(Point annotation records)
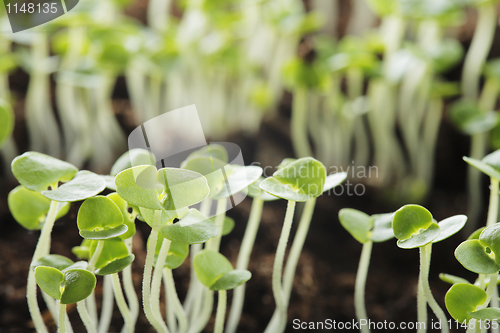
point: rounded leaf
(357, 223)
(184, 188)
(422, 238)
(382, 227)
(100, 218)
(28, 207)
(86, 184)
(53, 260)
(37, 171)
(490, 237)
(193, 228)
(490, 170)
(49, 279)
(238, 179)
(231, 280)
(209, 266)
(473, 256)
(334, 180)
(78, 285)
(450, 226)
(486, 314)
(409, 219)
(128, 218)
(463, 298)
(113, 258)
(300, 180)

---

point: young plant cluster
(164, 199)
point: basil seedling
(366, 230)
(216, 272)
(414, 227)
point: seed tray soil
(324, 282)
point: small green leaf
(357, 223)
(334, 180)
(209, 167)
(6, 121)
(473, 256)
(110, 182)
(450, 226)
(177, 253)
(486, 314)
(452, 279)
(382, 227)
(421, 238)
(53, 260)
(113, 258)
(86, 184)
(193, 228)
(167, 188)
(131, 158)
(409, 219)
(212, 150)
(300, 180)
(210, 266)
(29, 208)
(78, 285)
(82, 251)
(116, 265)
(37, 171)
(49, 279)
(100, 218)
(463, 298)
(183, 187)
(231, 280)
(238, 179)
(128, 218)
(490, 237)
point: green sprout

### WHAT IS ASKED
Duplicate the stretch of the records from the line containing "point: basil seedling" through the line containing "point: green sprout", both included, reproducing each line without any change.

### WRITTEN ANSWER
point: basil seedling
(366, 230)
(216, 272)
(414, 227)
point: seed tray soil
(324, 282)
point: small green leaf
(357, 223)
(334, 180)
(209, 167)
(6, 121)
(473, 256)
(110, 182)
(450, 226)
(177, 253)
(486, 314)
(452, 279)
(382, 227)
(421, 238)
(53, 260)
(113, 258)
(86, 184)
(193, 228)
(167, 188)
(131, 158)
(409, 219)
(212, 150)
(300, 180)
(210, 266)
(29, 208)
(78, 285)
(82, 251)
(116, 265)
(37, 171)
(49, 279)
(100, 218)
(463, 298)
(183, 187)
(231, 280)
(238, 179)
(128, 218)
(490, 237)
point: green sprout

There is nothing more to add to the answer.